## Work to do
Copy each line of the listing below exactly.
** Start of Material for this exercise **
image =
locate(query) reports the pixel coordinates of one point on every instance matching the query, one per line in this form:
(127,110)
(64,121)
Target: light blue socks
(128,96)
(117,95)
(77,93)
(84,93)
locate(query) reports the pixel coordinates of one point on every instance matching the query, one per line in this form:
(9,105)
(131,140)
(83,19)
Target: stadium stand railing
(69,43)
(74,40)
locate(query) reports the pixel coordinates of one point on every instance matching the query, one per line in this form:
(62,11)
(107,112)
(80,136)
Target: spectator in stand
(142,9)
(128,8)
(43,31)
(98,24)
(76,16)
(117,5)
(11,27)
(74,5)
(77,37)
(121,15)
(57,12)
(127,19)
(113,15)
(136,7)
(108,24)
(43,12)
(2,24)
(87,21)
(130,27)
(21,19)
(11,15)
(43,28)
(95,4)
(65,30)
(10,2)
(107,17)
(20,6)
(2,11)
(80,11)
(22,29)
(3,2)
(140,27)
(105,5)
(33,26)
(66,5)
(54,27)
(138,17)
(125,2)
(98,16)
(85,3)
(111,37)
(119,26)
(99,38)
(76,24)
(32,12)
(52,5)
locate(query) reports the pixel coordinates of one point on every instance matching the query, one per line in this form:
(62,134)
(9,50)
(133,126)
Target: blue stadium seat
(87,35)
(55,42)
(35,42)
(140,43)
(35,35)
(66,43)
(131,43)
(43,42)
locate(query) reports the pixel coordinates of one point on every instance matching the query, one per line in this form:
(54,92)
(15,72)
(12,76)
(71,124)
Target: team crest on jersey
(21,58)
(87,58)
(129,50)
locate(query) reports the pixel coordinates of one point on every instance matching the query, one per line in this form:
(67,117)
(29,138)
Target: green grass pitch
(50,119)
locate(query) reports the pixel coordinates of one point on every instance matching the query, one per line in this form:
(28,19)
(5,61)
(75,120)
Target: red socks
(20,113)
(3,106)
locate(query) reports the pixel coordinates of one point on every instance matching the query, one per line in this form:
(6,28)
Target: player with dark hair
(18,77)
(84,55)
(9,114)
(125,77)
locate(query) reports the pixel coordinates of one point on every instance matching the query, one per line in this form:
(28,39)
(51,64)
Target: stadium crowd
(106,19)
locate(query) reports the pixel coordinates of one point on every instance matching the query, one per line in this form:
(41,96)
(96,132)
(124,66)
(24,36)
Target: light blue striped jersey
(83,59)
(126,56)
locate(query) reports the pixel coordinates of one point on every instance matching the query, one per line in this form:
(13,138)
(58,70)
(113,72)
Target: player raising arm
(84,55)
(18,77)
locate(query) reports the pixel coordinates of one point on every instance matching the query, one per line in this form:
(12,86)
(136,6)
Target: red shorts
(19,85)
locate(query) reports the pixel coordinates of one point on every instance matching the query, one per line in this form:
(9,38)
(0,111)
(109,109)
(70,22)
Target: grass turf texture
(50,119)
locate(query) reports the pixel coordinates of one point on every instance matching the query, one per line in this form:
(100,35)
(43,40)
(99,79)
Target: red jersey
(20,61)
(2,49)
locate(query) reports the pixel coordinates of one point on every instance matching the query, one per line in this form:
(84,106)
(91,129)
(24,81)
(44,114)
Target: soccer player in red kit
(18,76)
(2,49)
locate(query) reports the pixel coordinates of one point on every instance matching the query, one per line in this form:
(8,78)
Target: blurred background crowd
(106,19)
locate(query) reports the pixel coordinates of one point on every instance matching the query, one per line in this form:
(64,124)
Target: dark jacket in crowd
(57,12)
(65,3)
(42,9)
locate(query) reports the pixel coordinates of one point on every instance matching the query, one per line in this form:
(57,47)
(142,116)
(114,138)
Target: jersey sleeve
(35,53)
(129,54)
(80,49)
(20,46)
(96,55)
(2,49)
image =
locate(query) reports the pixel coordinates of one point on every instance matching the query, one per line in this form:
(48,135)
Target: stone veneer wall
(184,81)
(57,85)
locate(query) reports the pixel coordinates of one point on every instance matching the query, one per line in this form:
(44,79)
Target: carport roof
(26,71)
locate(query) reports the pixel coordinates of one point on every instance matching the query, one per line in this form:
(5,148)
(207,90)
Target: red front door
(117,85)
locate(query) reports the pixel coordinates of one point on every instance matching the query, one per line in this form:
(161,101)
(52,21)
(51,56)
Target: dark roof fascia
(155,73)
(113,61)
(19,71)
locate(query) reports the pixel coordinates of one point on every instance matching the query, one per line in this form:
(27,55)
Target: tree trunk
** End of Material for this exercise **
## Final answer
image =
locate(query) reports the pixel coordinates of one point on every instance matching the query, one per line in this form:
(127,110)
(64,121)
Target: light blue socks
(128,96)
(117,95)
(77,93)
(84,93)
locate(query) reports the pixel coordinates of one point on every instance matching the query, one per line in this form:
(9,105)
(131,140)
(83,19)
Target: stadium stand railing
(69,43)
(74,40)
locate(query) reports the pixel coordinates of one point on every instance matching the query, one per line in this form:
(62,11)
(107,112)
(80,136)
Target: spectator in stand
(142,9)
(128,8)
(43,31)
(98,24)
(76,16)
(117,5)
(11,27)
(74,5)
(77,37)
(121,15)
(57,12)
(127,19)
(113,15)
(136,7)
(108,24)
(43,12)
(2,24)
(87,21)
(130,27)
(21,19)
(11,15)
(43,28)
(95,4)
(65,30)
(10,2)
(107,17)
(20,6)
(2,11)
(80,11)
(22,29)
(3,2)
(140,27)
(105,5)
(33,26)
(66,5)
(54,27)
(138,17)
(125,2)
(98,16)
(85,3)
(111,37)
(119,26)
(99,38)
(76,24)
(32,12)
(52,5)
locate(query) reports the pixel coordinates of one point on every instance matching the query, one per line in this form:
(62,134)
(9,50)
(133,126)
Target: blue stadium seat
(87,35)
(55,42)
(35,42)
(140,43)
(35,35)
(66,43)
(131,43)
(43,42)
locate(query) reports the pixel coordinates of one point on every instance matching the query, one per line in this form:
(54,92)
(15,72)
(12,76)
(71,124)
Target: team crest on jersey
(21,58)
(87,58)
(129,50)
locate(query) reports the pixel coordinates of one point on every instance matching the query, one per line in this form:
(67,117)
(29,138)
Target: green grass pitch
(50,119)
locate(query) reports the pixel coordinates of one point on every instance matching the query, one per line in this form:
(28,19)
(5,61)
(75,120)
Target: red socks
(20,113)
(3,106)
locate(query) reports the pixel coordinates of one point on every instance matching the query, one per line in this form:
(6,28)
Target: player with dark hair
(18,77)
(84,55)
(9,114)
(125,77)
locate(query) reports the pixel coordinates of one point on every instance matching the query, one per line in this form:
(28,39)
(51,64)
Target: stadium crowd
(106,19)
locate(query) reports the pixel coordinates of one point on every instance matching the query, one per line in this form:
(41,96)
(96,132)
(124,66)
(24,36)
Target: light blue striped jersey
(83,59)
(126,56)
locate(query) reports the pixel coordinates of one point on every instance matching the query, one per line in this form:
(13,138)
(58,70)
(113,72)
Target: player raising arm
(84,55)
(18,77)
locate(query) reports the pixel coordinates of one point on every instance matching the query, one per line in this form:
(12,86)
(136,6)
Target: red shorts
(19,85)
locate(query) reports the pixel coordinates of one point on every instance matching the query, one per line in this form:
(9,38)
(0,111)
(109,109)
(70,22)
Target: grass turf texture
(50,119)
locate(query) reports the pixel coordinates of one point on every instance matching the query, one per line in this form:
(100,35)
(43,40)
(99,79)
Target: red jersey
(20,61)
(2,49)
locate(query) reports the pixel coordinates of one point on every instance matching the query, one per line in this form:
(84,106)
(91,129)
(24,81)
(44,114)
Target: soccer player in red kit
(18,76)
(2,49)
locate(query) reports the pixel coordinates of one point on every instance matching the query, one per line in this form:
(8,78)
Target: blurred background crowd
(106,19)
locate(query) reports the pixel coordinates of one point on every instance matching the query, one per line in this form:
(64,124)
Target: dark jacket in crowd
(57,12)
(65,3)
(42,9)
locate(query) reports the pixel coordinates of one point on every instance matching the query, one per line in this form:
(57,47)
(142,116)
(114,138)
Target: jersey sleeve
(35,53)
(129,54)
(80,49)
(20,46)
(96,55)
(2,49)
image =
locate(query) reports the pixel coordinates of one point on every instance matching the query, one per line in this form:
(48,135)
Target: stone veneer wall
(184,81)
(57,85)
locate(query) reports the pixel coordinates of one point on every instance matching the query, one per line in this form:
(44,79)
Target: carport roof
(26,71)
locate(query) reports the pixel coordinates of one point on every instance matching the query, one per line in this form:
(5,148)
(207,90)
Target: red front door
(117,85)
locate(query) reports the pixel coordinates of one point on every instance matching the query, one per line in this form:
(161,101)
(52,21)
(51,56)
Target: dark roof fascia
(155,73)
(113,61)
(19,71)
locate(query) reports the pixel coordinates of one point on every instance matching the query, one per line in this form:
(27,55)
Target: tree trunk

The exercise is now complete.